EXERCISE TASK
Reproduce the following data verbatim, leaving out the pictures.

--- Start DATA EXCERPTS ---

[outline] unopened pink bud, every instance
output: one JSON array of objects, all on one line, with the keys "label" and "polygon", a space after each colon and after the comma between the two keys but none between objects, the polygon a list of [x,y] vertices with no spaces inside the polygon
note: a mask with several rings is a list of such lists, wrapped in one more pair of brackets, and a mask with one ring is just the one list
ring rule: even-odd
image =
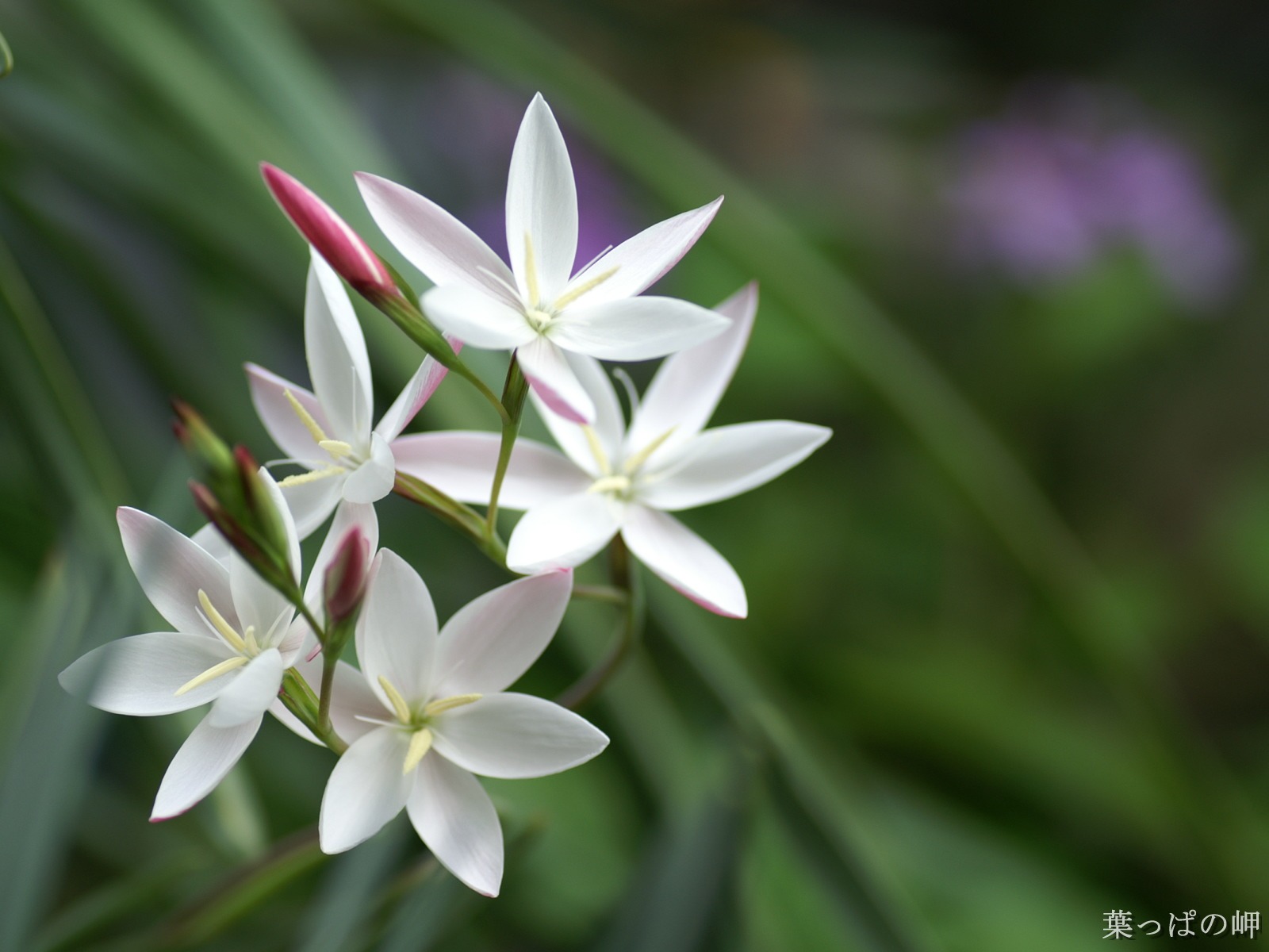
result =
[{"label": "unopened pink bud", "polygon": [[400,297],[383,261],[329,204],[275,165],[260,162],[260,174],[291,223],[354,291],[365,297]]},{"label": "unopened pink bud", "polygon": [[357,613],[365,594],[365,569],[369,561],[371,541],[359,526],[354,526],[344,533],[322,578],[326,617],[331,623],[343,622]]}]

--- End DATA EXCERPTS ---

THE OUTPUT
[outline] unopened pink bud, every instance
output: one JSON array of objects, all on one line, with the keys "label" and "polygon", a space after each colon and after the comma between the two keys but none between objects, the polygon a list of [x,y] vertices with no spaces inside the polygon
note: a mask with several rings is a list of such lists, wrapped in one more pair of brackets, and a mask with one ring is just the one list
ring rule: even-odd
image =
result =
[{"label": "unopened pink bud", "polygon": [[400,297],[383,261],[329,204],[275,165],[260,162],[260,174],[291,223],[354,291],[365,297]]},{"label": "unopened pink bud", "polygon": [[357,613],[365,594],[365,569],[369,561],[371,541],[359,526],[354,526],[344,533],[322,578],[326,617],[331,623],[343,622]]}]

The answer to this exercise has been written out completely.